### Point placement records
------------

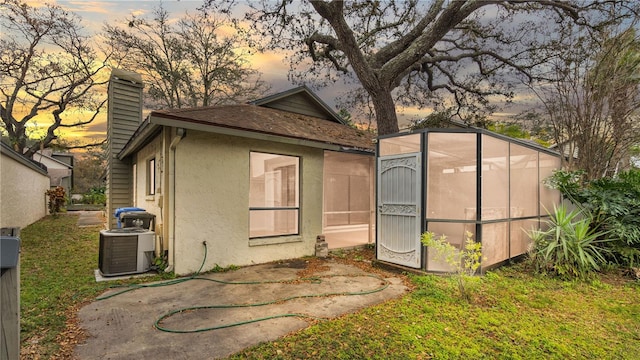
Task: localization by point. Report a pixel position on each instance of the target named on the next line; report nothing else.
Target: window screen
(274, 195)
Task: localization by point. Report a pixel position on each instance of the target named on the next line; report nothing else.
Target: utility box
(139, 219)
(9, 250)
(10, 293)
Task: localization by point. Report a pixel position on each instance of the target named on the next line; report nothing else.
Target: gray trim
(240, 133)
(332, 115)
(7, 150)
(52, 159)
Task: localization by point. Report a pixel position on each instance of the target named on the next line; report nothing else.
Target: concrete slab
(122, 327)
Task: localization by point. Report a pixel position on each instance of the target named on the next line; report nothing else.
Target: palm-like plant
(570, 247)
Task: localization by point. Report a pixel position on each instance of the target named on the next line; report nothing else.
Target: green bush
(613, 204)
(57, 199)
(95, 196)
(570, 247)
(464, 262)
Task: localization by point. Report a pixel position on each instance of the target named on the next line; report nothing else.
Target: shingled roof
(294, 116)
(269, 121)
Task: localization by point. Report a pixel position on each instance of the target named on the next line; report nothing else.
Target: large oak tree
(198, 60)
(49, 73)
(411, 52)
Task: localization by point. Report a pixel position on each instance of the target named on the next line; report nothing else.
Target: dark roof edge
(52, 159)
(191, 124)
(142, 136)
(6, 149)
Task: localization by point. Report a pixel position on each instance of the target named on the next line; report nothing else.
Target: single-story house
(253, 182)
(23, 184)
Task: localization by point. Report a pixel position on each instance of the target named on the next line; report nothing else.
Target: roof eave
(190, 124)
(143, 136)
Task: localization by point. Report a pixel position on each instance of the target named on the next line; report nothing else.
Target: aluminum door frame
(399, 204)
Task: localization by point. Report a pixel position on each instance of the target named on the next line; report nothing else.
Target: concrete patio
(122, 327)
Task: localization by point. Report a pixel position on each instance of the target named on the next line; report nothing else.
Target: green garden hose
(316, 279)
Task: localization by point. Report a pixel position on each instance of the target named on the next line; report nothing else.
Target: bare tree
(198, 61)
(415, 52)
(593, 102)
(48, 71)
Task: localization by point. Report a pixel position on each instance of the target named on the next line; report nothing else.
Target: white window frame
(272, 196)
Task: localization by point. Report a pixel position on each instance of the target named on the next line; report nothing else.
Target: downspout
(171, 202)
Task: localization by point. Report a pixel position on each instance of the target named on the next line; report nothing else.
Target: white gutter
(171, 191)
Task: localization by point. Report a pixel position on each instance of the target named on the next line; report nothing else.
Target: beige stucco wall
(22, 194)
(212, 203)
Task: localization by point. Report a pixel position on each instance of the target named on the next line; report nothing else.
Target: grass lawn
(512, 314)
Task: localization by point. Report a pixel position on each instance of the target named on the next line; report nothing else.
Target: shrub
(465, 262)
(613, 205)
(57, 199)
(95, 196)
(570, 248)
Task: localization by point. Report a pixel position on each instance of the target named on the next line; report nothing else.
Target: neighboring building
(23, 184)
(257, 182)
(454, 181)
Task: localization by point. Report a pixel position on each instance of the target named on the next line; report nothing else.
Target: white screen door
(399, 195)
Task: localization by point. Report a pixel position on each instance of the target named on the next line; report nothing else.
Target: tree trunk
(385, 112)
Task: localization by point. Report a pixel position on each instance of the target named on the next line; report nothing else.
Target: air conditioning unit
(125, 251)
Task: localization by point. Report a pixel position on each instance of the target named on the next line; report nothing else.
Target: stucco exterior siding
(212, 203)
(22, 193)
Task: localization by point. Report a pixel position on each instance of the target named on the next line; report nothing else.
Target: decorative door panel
(399, 202)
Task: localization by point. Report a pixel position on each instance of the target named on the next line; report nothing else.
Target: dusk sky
(274, 71)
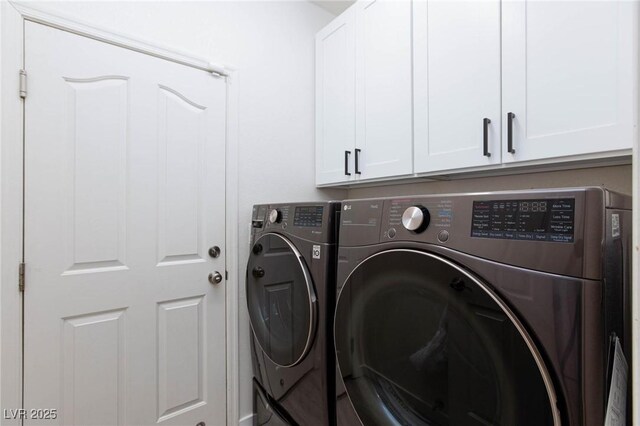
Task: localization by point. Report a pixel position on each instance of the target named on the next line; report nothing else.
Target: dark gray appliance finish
(291, 288)
(440, 326)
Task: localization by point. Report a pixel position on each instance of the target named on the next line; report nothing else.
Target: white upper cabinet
(434, 87)
(383, 89)
(335, 100)
(569, 78)
(456, 84)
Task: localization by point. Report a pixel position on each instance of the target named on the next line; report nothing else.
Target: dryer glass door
(281, 300)
(420, 341)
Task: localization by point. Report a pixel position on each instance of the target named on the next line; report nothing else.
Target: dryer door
(420, 341)
(281, 300)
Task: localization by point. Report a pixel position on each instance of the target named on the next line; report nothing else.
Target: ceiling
(335, 7)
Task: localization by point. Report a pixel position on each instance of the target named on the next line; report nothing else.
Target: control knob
(275, 216)
(416, 218)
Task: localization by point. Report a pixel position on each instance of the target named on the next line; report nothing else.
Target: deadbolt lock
(215, 277)
(214, 251)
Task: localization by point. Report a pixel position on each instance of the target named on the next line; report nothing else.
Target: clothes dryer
(477, 309)
(290, 287)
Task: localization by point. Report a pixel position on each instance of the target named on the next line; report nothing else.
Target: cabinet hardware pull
(510, 117)
(485, 138)
(346, 163)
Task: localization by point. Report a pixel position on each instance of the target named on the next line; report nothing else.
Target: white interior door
(124, 190)
(456, 84)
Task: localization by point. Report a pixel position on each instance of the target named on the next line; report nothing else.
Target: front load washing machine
(290, 287)
(478, 309)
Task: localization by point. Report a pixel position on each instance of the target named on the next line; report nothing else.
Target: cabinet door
(335, 100)
(456, 84)
(569, 77)
(383, 88)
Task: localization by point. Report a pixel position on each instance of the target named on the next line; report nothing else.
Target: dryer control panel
(531, 219)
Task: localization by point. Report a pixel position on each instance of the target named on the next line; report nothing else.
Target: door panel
(571, 83)
(457, 84)
(335, 98)
(124, 193)
(383, 88)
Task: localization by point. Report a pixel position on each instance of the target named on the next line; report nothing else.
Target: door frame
(12, 19)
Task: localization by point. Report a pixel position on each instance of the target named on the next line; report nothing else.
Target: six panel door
(568, 80)
(456, 84)
(124, 193)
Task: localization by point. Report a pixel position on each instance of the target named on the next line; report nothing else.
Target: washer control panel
(534, 220)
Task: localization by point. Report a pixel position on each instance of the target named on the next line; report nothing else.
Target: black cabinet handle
(485, 138)
(346, 163)
(510, 117)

------------

### Aim of the exercise
Count how many of the rows above contain the word "white", and reply with that number alone.

### Solution
5